TÍTULO ORIGINAL: Irrational Man DIRECCIÓN:
Woody Allen GUIÓN: Woody Allen FOTOGRAFÍA: Darius Khondji MONTAJE: Alisa
Lepselter REPARTO: Joaquin Phoenix, Emma Stone, Parker Posey, Jamie Blackley,
Gary Wilmes
Reconocemos como “autor” a aquel que posee un universo propio, un estilo
identificable, unas particularidades que permiten reconocerle más allá de que
visite el mismo género o recurra a ciertas estructuras para construir la
historia, sin necesidad de que, formalmente, una de sus obras se parezca a
otras de su producción; así, Billy Wilder posee un aire que le caracteriza, una
sorna propia, una amargura a ratos desoladora, un desencanto que puede trocar en
confianza en la bondad humana o hundirse en el abismo más desolador, una manera
de tratar a sus personajes que unifica títulos tan dispares como Con faldas y a lo loco (1959), Días sin huella (1945), El crepúsculo de los dioses (1950) o La vida privada de Sherlock Holmes (1970),
luego ya vendrá la medida en que utiliza cada uno de los ingredientes
necesarios para contar la película en el código preciso. Por otro lado, autores
que han demostrado su maestría en un único género o casi (es, al menos, por el
que siempre van a ser recordados), gentes como Alfred Hitchcock o John Ford,
han rodado cintas dispares que han ensanchado los límites más convencionales y
esquemáticos del punto de partida escogido, haciéndolo evolucionar,
trascendiéndolo, reinventándolo (sí, plantean una intriga –o varias- y la
huella de su creador es indudable, pero son muy diferentes La soga (1948), Con la muerte
en los talones (1959) o Los pájaros (1963)

Registros de datos

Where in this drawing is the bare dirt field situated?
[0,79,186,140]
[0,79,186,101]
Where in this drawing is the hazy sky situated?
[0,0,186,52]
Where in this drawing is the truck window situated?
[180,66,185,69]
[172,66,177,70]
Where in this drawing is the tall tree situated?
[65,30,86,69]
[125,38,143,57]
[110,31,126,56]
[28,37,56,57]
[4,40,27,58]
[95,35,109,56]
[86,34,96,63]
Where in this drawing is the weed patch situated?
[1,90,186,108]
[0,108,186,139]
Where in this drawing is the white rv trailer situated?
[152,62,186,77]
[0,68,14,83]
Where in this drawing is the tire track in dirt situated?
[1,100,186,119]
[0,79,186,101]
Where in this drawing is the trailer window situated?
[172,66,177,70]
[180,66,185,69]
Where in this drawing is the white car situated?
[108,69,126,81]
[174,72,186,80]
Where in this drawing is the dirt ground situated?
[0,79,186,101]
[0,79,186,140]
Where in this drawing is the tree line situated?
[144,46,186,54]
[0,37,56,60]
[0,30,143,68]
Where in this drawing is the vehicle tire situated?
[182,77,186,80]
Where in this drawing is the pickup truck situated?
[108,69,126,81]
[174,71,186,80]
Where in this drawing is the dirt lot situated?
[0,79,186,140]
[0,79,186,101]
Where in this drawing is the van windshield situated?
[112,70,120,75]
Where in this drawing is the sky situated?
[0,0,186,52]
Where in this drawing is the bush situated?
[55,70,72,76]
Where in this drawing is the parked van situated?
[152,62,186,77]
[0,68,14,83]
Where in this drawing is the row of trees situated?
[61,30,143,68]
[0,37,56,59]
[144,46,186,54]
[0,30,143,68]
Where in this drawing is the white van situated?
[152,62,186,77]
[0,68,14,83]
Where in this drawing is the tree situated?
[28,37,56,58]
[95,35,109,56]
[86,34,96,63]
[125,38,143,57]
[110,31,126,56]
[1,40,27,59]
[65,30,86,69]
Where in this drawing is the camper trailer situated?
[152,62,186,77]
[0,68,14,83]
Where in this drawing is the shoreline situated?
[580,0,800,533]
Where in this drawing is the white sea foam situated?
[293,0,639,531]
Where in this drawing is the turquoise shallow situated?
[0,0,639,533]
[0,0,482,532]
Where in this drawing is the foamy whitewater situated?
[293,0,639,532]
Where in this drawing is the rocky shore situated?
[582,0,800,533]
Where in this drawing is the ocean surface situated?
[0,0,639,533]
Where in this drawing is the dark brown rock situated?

**TAREAS POR HACER**
1. Copia completo y sin ningún cambio el texto sobre la película Irrational Man.
2. Repite tal cual los registros, empezando por la línea que contiene "Where in this drawing is the row" y siguiendo hasta el final de los registros, con esa primera línea y la última incluidas.
El texto y los registros no tienen nada que ver entre sí.

**SOLUCIONES**
1.
TÍTULO ORIGINAL: Irrational Man DIRECCIÓN:
Woody Allen GUIÓN: Woody Allen FOTOGRAFÍA: Darius Khondji MONTAJE: Alisa
Lepselter REPARTO: Joaquin Phoenix, Emma Stone, Parker Posey, Jamie Blackley,
Gary Wilmes
Reconocemos como “autor” a aquel que posee un universo propio, un estilo
identificable, unas particularidades que permiten reconocerle más allá de que
visite el mismo género o recurra a ciertas estructuras para construir la
historia, sin necesidad de que, formalmente, una de sus obras se parezca a
otras de su producción; así, Billy Wilder posee un aire que le caracteriza, una
sorna propia, una amargura a ratos desoladora, un desencanto que puede trocar en
confianza en la bondad humana o hundirse en el abismo más desolador, una manera
de tratar a sus personajes que unifica títulos tan dispares como Con faldas y a lo loco (1959), Días sin huella (1945), El crepúsculo de los dioses (1950) o La vida privada de Sherlock Holmes (1970),
luego ya vendrá la medida en que utiliza cada uno de los ingredientes
necesarios para contar la película en el código preciso. Por otro lado, autores
que han demostrado su maestría en un único género o casi (es, al menos, por el
que siempre van a ser recordados), gentes como Alfred Hitchcock o John Ford,
han rodado cintas dispares que han ensanchado los límites más convencionales y
esquemáticos del punto de partida escogido, haciéndolo evolucionar,
trascendiéndolo, reinventándolo (sí, plantean una intriga –o varias- y la
huella de su creador es indudable, pero son muy diferentes La soga (1948), Con la muerte
en los talones (1959) o Los pájaros (1963)

2.
Where in this drawing is the row of trees situated?
[61,30,143,68]
[0,37,56,59]
[144,46,186,54]
[0,30,143,68]
Where in this drawing is the white van situated?
[152,62,186,77]
[0,68,14,83]
Where in this drawing is the tree situated?
[28,37,56,58]
[95,35,109,56]
[86,34,96,63]
[125,38,143,57]
[110,31,126,56]
[1,40,27,59]
[65,30,86,69]
Where in this drawing is the camper trailer situated?
[152,62,186,77]
[0,68,14,83]
Where in this drawing is the shoreline situated?
[580,0,800,533]
Where in this drawing is the white sea foam situated?
[293,0,639,531]
Where in this drawing is the turquoise shallow situated?
[0,0,639,533]
[0,0,482,532]
Where in this drawing is the foamy whitewater situated?
[293,0,639,532]
Where in this drawing is the rocky shore situated?
[582,0,800,533]
Where in this drawing is the ocean surface situated?
[0,0,639,533]
Where in this drawing is the dark brown rock situated?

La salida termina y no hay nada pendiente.